Texte à lire ::
==*==
Pour les raffineurs et les distributeurs de produits pétroliers, la nouvelle taxe de 1 cent le litre imposée par le gouvernement pour financer son Fonds vert représente entre 50 et 70% du profit net de leurs activités au Québec.

Pour les raffineurs et les distributeurs de produits pétroliers, la nouvelle taxe de 1 cent le litre imposée par le gouvernement pour financer son Fonds vert représente entre 50 et 70% du profit net de leurs activités au Québec.

Aucune industrie, même florissante, ne peut se permettre de renoncer à la moitié de ses profits, ont expliqué Alain Perez et Carol Montreuil, de l'Institut canadien des produits pétroliers (ICPP), lors d'une rencontre avec La Presse.

Le ministre des Ressources naturelles, Claude Béchard, s'attend à ce que les pétrolières absorbent la nouvelle taxe, mais il ne demande pas à Hydro, à Gaz Métro et aux autres distributeurs d'énergie fossile de faire la même chose.

«Dans leur cas, il est clair que la nouvelle taxe sera refilée aux consommateurs», a souligné Carol Montreuil.

La taxe destinée à financer le plan de lutte contre les changements climatiques s'appliquera à partir du 1er octobre prochain à une quarantaine de distributeurs québécois de pétrole, d'électricité générée avec du mazout et de gaz naturel.

Le montant de la taxe varie selon le produit: elle est de 0,08 cent le litre pour l'essence, de 0,094 cent pour le diesel et de 0,097 cent pour le mazout qui sert au chauffage.

Les ventes d'essence financeront le tiers du budget annuel du Fonds vert, qui sera de 200 millions de dollars. Le reste proviendra des distributeurs de mazout et des distributeurs de gaz naturel, de même que d'Hydro-Québec (dont quelques centrales sont alimentées au mazout, comme celle de Tracy), «J'aimerais mieux qu'au lieu de protéger leurs actionnaires, elles protègent aussi l'environnement», a dit le ministre Claude Béchard à l'intention des pétrolières.

C'est de la démagogie, estiment MM. Perez et Montreuil, qui déplorent que le ministre attise ainsi le ressentiment des citoyens envers l'industrie du pétrole.
==*==
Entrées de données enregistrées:

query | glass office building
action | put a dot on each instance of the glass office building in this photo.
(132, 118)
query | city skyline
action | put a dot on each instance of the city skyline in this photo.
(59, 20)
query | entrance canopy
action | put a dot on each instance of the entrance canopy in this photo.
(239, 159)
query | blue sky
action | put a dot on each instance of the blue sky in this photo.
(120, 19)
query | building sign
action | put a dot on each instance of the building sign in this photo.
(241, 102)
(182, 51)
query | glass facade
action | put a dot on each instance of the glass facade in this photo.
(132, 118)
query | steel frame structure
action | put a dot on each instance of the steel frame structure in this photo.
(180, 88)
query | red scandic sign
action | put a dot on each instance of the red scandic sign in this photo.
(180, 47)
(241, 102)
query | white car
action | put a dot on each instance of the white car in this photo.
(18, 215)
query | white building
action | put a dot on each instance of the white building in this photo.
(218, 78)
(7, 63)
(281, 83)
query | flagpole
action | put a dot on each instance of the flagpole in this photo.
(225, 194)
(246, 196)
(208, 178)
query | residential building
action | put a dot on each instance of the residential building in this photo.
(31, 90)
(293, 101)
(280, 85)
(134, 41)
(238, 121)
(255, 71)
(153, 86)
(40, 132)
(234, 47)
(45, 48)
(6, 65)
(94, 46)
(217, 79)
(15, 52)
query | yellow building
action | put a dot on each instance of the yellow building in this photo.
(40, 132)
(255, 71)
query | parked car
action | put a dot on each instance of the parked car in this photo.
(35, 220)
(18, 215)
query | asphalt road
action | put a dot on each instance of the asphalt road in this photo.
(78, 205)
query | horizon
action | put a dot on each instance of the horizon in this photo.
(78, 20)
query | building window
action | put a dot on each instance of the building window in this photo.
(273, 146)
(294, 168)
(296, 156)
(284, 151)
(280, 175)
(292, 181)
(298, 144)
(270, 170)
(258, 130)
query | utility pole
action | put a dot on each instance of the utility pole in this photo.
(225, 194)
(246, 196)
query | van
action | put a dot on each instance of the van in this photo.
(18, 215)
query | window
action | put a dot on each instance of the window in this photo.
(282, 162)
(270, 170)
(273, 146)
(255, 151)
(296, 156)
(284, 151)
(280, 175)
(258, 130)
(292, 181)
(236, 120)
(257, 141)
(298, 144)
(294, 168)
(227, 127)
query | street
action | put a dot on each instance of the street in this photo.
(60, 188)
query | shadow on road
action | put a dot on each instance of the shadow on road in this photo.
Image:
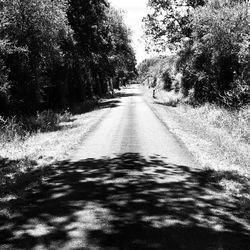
(125, 202)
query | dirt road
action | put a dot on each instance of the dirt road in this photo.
(131, 185)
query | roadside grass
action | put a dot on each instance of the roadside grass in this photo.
(30, 145)
(218, 138)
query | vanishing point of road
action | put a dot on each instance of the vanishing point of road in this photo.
(130, 185)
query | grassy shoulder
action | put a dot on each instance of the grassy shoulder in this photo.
(25, 155)
(218, 139)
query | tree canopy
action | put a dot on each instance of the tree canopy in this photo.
(60, 52)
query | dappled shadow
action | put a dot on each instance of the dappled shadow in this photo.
(125, 202)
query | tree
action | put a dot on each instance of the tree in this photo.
(169, 22)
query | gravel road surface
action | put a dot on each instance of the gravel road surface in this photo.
(130, 185)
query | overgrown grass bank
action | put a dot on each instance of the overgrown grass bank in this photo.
(218, 138)
(225, 132)
(29, 144)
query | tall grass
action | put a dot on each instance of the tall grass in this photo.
(19, 128)
(234, 122)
==*==
Exercices ::
1. D'après l'article sur la taxe du Fonds vert, à partir de quelle date la taxe s'appliquera-t-elle ?
2. Recopiez le passage de l'article sur la taxe du Fonds vert qui va de «Le montant de» jusqu'à «l'intention des pétrolières.» inclusivement.

Corrigé ::
1. À partir du 1er octobre prochain.

2.
Le montant de la taxe varie selon le produit: elle est de 0,08 cent le litre pour l'essence, de 0,094 cent pour le diesel et de 0,097 cent pour le mazout qui sert au chauffage.

Les ventes d'essence financeront le tiers du budget annuel du Fonds vert, qui sera de 200 millions de dollars. Le reste proviendra des distributeurs de mazout et des distributeurs de gaz naturel, de même que d'Hydro-Québec (dont quelques centrales sont alimentées au mazout, comme celle de Tracy), «J'aimerais mieux qu'au lieu de protéger leurs actionnaires, elles protègent aussi l'environnement», a dit le ministre Claude Béchard à l'intention des pétrolières.